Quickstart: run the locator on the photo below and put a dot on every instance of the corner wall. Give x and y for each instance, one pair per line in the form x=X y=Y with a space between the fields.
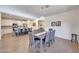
x=0 y=26
x=69 y=23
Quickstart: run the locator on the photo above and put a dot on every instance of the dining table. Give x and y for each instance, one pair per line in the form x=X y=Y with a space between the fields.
x=41 y=36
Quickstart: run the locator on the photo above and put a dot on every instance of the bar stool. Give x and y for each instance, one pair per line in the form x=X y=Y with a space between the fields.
x=74 y=37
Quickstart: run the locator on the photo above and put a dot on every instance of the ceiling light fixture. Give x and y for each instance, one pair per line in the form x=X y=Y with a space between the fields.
x=43 y=7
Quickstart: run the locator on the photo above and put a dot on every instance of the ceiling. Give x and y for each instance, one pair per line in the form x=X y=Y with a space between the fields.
x=39 y=10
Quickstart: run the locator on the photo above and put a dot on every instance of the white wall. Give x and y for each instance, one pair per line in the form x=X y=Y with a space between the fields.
x=69 y=23
x=0 y=26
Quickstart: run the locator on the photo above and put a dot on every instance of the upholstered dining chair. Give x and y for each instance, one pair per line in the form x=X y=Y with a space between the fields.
x=46 y=41
x=31 y=39
x=52 y=36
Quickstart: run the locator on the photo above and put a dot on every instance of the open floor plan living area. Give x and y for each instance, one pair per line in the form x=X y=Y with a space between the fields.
x=39 y=28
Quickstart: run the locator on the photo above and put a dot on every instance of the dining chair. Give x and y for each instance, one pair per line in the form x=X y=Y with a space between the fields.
x=52 y=36
x=47 y=41
x=31 y=39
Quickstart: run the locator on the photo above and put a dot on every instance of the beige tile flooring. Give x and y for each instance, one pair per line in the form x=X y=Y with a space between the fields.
x=20 y=44
x=14 y=44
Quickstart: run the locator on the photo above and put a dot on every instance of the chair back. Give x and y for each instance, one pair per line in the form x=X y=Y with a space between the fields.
x=47 y=37
x=31 y=38
x=52 y=35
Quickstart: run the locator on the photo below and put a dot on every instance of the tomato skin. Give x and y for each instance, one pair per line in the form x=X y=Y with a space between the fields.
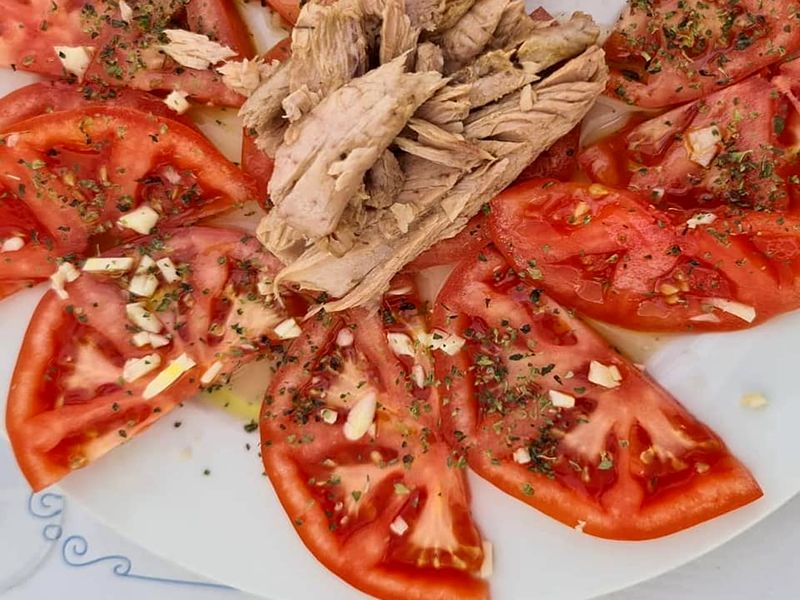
x=25 y=46
x=488 y=415
x=652 y=69
x=148 y=143
x=221 y=21
x=55 y=96
x=624 y=262
x=311 y=478
x=68 y=402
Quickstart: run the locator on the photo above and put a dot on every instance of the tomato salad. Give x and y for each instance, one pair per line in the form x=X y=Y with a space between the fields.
x=684 y=220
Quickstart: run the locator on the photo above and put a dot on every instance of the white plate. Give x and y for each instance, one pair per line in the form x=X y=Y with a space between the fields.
x=229 y=526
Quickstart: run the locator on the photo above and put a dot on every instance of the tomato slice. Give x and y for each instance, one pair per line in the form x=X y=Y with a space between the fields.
x=350 y=441
x=665 y=52
x=69 y=177
x=123 y=52
x=75 y=393
x=54 y=96
x=544 y=409
x=30 y=29
x=613 y=257
x=734 y=147
x=220 y=21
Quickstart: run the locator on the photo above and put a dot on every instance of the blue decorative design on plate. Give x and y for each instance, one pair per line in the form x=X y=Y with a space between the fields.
x=74 y=548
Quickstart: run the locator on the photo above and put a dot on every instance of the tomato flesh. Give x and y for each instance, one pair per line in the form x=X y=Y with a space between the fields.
x=615 y=455
x=122 y=53
x=385 y=508
x=70 y=176
x=612 y=256
x=665 y=52
x=70 y=401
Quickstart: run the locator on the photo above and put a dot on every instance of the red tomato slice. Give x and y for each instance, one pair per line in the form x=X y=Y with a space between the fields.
x=124 y=53
x=613 y=257
x=54 y=96
x=664 y=52
x=733 y=147
x=30 y=29
x=220 y=21
x=473 y=237
x=68 y=178
x=74 y=396
x=375 y=497
x=544 y=409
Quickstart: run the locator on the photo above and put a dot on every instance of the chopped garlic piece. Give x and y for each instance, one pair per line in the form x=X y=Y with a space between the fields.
x=418 y=376
x=125 y=11
x=145 y=338
x=737 y=309
x=194 y=50
x=75 y=59
x=243 y=76
x=288 y=329
x=264 y=287
x=701 y=219
x=607 y=376
x=560 y=399
x=12 y=244
x=398 y=526
x=143 y=285
x=448 y=343
x=360 y=417
x=108 y=265
x=522 y=456
x=173 y=371
x=139 y=367
x=329 y=416
x=168 y=270
x=211 y=373
x=66 y=273
x=140 y=315
x=176 y=100
x=345 y=338
x=487 y=567
x=142 y=220
x=404 y=214
x=706 y=318
x=754 y=400
x=400 y=344
x=702 y=145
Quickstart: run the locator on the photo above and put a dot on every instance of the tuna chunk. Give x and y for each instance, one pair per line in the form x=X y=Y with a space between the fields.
x=398 y=36
x=471 y=34
x=561 y=101
x=384 y=181
x=329 y=47
x=263 y=111
x=325 y=156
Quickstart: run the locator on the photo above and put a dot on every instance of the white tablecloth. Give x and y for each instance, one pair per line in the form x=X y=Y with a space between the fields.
x=759 y=564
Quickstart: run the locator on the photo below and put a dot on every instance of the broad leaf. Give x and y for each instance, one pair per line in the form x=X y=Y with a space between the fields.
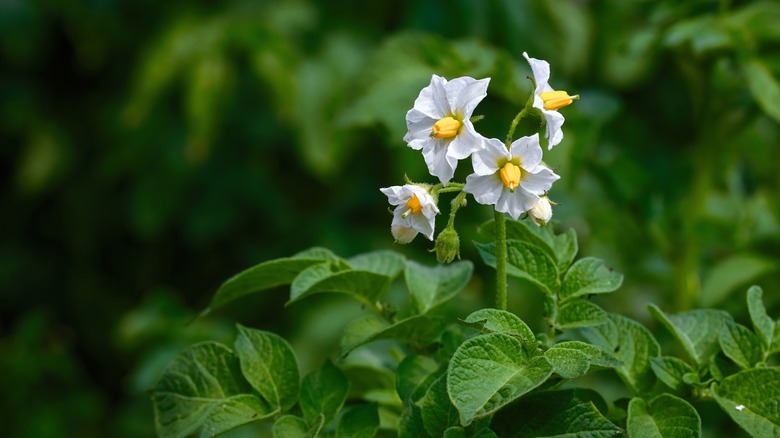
x=750 y=398
x=269 y=365
x=526 y=261
x=266 y=275
x=202 y=389
x=387 y=263
x=438 y=413
x=671 y=371
x=740 y=344
x=568 y=413
x=568 y=363
x=358 y=421
x=762 y=323
x=489 y=371
x=323 y=392
x=589 y=276
x=580 y=313
x=632 y=344
x=697 y=330
x=430 y=287
x=413 y=376
x=500 y=321
x=418 y=330
x=665 y=416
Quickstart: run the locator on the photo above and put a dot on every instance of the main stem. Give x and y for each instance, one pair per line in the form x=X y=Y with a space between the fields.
x=500 y=261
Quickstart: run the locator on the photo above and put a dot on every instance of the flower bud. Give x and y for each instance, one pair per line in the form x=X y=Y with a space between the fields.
x=541 y=213
x=447 y=246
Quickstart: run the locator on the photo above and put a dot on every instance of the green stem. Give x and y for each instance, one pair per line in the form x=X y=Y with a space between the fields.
x=500 y=261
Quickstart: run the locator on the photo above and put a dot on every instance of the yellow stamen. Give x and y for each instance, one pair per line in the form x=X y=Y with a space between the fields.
x=510 y=176
x=414 y=206
x=445 y=128
x=556 y=99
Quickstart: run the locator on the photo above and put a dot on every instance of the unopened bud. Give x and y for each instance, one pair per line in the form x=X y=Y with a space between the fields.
x=447 y=246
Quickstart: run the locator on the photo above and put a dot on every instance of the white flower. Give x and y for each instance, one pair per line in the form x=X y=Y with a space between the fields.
x=415 y=212
x=513 y=179
x=542 y=211
x=547 y=100
x=439 y=123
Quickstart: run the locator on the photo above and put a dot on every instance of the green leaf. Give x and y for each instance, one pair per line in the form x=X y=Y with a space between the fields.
x=413 y=376
x=264 y=276
x=568 y=413
x=269 y=365
x=438 y=413
x=202 y=389
x=566 y=248
x=728 y=275
x=500 y=321
x=388 y=263
x=323 y=392
x=764 y=87
x=589 y=276
x=763 y=324
x=697 y=330
x=632 y=344
x=740 y=344
x=291 y=426
x=596 y=356
x=526 y=261
x=365 y=286
x=489 y=371
x=671 y=371
x=417 y=330
x=569 y=363
x=665 y=416
x=750 y=398
x=580 y=313
x=358 y=421
x=430 y=287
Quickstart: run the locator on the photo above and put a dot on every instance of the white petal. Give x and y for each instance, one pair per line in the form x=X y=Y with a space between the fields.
x=516 y=203
x=469 y=96
x=435 y=154
x=432 y=100
x=403 y=234
x=485 y=188
x=541 y=71
x=554 y=121
x=467 y=142
x=528 y=150
x=539 y=182
x=485 y=160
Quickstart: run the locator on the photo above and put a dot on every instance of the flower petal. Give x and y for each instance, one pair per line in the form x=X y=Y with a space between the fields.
x=485 y=160
x=486 y=189
x=528 y=150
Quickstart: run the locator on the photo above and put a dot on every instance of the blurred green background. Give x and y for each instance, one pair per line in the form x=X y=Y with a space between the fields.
x=150 y=150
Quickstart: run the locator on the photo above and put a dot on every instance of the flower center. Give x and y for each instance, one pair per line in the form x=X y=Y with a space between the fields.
x=556 y=99
x=445 y=128
x=510 y=176
x=413 y=205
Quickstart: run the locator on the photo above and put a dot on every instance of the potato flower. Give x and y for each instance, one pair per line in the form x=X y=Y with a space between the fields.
x=548 y=101
x=511 y=179
x=439 y=123
x=415 y=211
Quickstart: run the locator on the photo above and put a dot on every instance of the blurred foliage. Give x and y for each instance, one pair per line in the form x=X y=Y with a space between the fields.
x=153 y=149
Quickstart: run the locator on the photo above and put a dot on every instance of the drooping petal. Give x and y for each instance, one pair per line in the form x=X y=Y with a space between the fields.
x=485 y=161
x=540 y=181
x=516 y=203
x=486 y=189
x=528 y=150
x=554 y=133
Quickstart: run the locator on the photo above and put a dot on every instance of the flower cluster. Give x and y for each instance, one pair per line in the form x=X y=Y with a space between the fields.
x=507 y=175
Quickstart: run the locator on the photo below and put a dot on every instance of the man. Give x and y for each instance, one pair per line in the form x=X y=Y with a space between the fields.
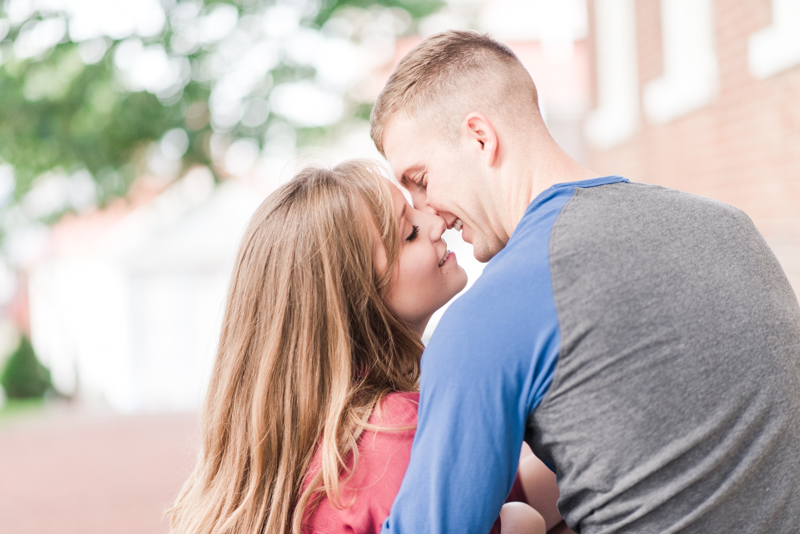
x=644 y=342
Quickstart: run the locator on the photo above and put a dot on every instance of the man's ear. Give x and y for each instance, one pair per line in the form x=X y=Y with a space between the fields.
x=481 y=135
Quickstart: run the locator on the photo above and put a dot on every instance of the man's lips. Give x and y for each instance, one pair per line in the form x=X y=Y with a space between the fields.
x=446 y=254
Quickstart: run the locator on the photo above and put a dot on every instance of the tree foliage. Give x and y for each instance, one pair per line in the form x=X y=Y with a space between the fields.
x=61 y=112
x=23 y=376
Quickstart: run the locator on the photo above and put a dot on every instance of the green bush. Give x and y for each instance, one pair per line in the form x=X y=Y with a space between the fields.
x=24 y=377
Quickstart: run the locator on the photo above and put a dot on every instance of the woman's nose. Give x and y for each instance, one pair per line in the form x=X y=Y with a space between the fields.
x=438 y=226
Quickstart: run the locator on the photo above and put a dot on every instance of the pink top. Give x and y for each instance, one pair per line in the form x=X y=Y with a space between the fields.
x=382 y=462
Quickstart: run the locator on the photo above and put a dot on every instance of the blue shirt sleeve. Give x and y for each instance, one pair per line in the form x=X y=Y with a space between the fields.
x=486 y=369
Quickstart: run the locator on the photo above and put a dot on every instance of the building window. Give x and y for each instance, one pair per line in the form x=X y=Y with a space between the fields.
x=691 y=72
x=617 y=115
x=776 y=48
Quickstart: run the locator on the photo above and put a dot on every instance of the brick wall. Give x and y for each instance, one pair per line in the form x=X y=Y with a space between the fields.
x=743 y=147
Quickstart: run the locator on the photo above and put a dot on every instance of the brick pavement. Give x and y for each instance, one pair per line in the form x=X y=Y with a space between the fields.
x=80 y=472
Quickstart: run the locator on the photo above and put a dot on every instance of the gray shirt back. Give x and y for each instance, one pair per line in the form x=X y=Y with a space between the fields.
x=675 y=404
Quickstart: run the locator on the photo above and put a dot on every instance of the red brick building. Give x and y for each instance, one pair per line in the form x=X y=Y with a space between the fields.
x=703 y=96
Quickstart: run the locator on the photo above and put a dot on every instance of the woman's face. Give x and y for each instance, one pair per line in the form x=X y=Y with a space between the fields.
x=427 y=275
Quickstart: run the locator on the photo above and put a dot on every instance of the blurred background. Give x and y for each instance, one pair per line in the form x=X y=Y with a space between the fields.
x=138 y=136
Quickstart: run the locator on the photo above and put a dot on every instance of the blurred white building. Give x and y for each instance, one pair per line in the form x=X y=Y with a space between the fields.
x=130 y=315
x=126 y=304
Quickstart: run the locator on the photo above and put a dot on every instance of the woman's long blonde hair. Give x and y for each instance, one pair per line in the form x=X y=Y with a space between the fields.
x=307 y=349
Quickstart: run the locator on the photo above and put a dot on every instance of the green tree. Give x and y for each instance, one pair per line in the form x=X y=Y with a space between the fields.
x=67 y=102
x=24 y=377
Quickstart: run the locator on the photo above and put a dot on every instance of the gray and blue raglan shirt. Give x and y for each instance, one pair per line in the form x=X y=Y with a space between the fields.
x=646 y=343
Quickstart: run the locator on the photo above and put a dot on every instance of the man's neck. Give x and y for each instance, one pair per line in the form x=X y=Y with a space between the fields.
x=544 y=166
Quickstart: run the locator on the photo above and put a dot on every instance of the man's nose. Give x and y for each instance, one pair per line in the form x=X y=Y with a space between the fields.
x=421 y=203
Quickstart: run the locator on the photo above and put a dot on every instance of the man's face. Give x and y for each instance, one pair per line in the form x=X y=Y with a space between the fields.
x=443 y=179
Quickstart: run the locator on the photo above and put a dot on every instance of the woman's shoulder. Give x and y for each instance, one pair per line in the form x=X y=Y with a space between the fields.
x=396 y=409
x=383 y=455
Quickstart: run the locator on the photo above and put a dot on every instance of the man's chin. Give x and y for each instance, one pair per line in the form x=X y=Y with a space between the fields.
x=482 y=252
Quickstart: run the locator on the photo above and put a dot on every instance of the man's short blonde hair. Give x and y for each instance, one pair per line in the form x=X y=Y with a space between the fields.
x=450 y=74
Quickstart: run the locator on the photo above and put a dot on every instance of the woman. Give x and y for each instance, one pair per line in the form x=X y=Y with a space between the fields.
x=309 y=416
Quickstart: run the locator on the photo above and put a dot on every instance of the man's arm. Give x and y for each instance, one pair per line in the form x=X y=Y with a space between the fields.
x=484 y=371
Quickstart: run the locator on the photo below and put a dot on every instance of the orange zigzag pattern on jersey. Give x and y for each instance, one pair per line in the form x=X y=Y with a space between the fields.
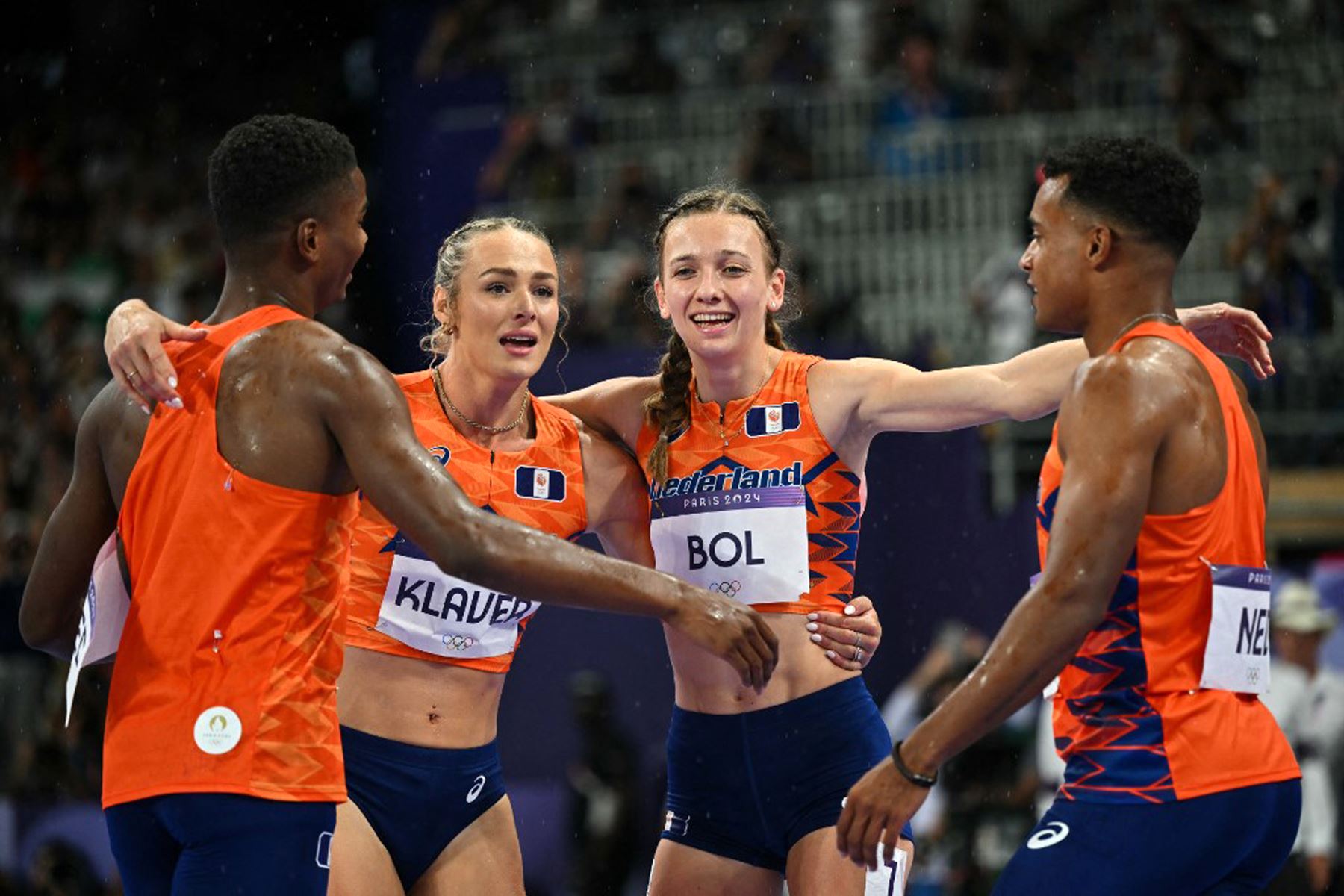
x=293 y=707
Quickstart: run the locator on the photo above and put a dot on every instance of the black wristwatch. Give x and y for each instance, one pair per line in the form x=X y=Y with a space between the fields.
x=910 y=774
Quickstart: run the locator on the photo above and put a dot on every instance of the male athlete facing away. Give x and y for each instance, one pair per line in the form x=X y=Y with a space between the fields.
x=1151 y=526
x=222 y=754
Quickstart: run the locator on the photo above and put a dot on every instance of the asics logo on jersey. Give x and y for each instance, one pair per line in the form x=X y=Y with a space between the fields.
x=457 y=641
x=1048 y=836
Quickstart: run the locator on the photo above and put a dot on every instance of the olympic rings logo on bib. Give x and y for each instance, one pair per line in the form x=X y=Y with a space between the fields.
x=458 y=641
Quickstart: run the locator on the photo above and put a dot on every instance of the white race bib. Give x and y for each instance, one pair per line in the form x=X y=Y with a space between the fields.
x=749 y=544
x=890 y=876
x=102 y=620
x=426 y=609
x=1236 y=656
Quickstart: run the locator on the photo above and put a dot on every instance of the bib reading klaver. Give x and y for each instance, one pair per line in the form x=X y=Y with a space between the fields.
x=426 y=609
x=747 y=544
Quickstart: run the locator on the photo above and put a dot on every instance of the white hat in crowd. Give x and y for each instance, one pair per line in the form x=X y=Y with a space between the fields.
x=1297 y=608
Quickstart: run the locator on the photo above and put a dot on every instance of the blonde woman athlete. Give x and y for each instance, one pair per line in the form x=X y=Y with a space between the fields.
x=741 y=437
x=428 y=652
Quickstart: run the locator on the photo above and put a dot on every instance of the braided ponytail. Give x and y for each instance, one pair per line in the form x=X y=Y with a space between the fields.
x=670 y=408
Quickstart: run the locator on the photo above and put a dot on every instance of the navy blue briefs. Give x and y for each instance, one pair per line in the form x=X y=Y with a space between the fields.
x=1229 y=842
x=225 y=844
x=752 y=785
x=418 y=800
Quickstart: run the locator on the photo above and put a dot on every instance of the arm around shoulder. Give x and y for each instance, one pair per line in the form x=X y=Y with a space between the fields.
x=612 y=408
x=617 y=500
x=877 y=395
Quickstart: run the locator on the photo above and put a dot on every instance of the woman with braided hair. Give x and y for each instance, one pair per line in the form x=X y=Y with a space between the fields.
x=426 y=652
x=754 y=455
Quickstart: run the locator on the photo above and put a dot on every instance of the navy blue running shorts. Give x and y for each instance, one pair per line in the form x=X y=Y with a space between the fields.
x=752 y=785
x=1222 y=845
x=222 y=844
x=418 y=798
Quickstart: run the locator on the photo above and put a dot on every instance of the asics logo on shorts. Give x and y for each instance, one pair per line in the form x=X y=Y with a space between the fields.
x=1048 y=836
x=457 y=641
x=324 y=849
x=675 y=824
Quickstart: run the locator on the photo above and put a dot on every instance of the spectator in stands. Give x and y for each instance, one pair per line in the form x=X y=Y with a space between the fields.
x=789 y=54
x=774 y=152
x=641 y=69
x=458 y=40
x=1308 y=703
x=913 y=120
x=628 y=213
x=1281 y=276
x=1203 y=82
x=983 y=803
x=994 y=45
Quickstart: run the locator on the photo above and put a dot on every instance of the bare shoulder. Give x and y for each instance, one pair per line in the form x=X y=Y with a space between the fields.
x=853 y=371
x=1148 y=381
x=612 y=477
x=613 y=408
x=604 y=457
x=307 y=354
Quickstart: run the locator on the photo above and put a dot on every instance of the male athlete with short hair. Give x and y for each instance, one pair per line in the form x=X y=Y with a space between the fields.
x=1151 y=526
x=222 y=754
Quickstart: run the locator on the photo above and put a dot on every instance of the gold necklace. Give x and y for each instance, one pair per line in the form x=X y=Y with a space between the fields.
x=724 y=408
x=1151 y=316
x=443 y=396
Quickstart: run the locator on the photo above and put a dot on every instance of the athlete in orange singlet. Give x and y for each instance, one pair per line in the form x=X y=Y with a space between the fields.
x=426 y=650
x=727 y=393
x=730 y=433
x=222 y=762
x=1154 y=594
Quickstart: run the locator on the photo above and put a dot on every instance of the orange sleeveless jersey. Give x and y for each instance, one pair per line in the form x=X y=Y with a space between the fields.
x=226 y=673
x=702 y=460
x=1130 y=721
x=497 y=481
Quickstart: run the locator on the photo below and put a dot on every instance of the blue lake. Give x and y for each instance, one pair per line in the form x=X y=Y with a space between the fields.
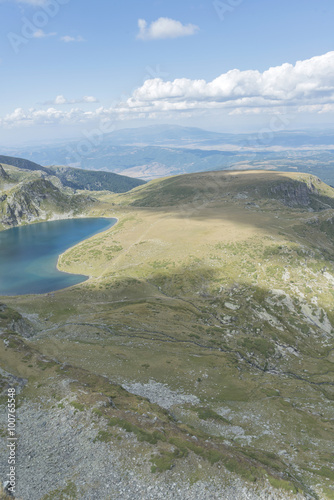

- REQUIRED WORK -
Copy the lines of the listing above word for word, starting at the line containing "of the potato" and ending at the line containing "x=153 y=149", with both of those lines included.

- FINISHED TASK -
Quickstart: run the locator on the photo above and put a dot on every instance of the potato flower. Give x and y for each instance, one pair per line in the form x=X y=Y with a space between the fields.
x=548 y=101
x=511 y=179
x=439 y=123
x=415 y=211
Quickstart: run the locator on the photo above and put a dot on every instance of the blurred foliage. Give x and y for each instance, one pair per line in the form x=X y=Y with a space between the fields.
x=153 y=149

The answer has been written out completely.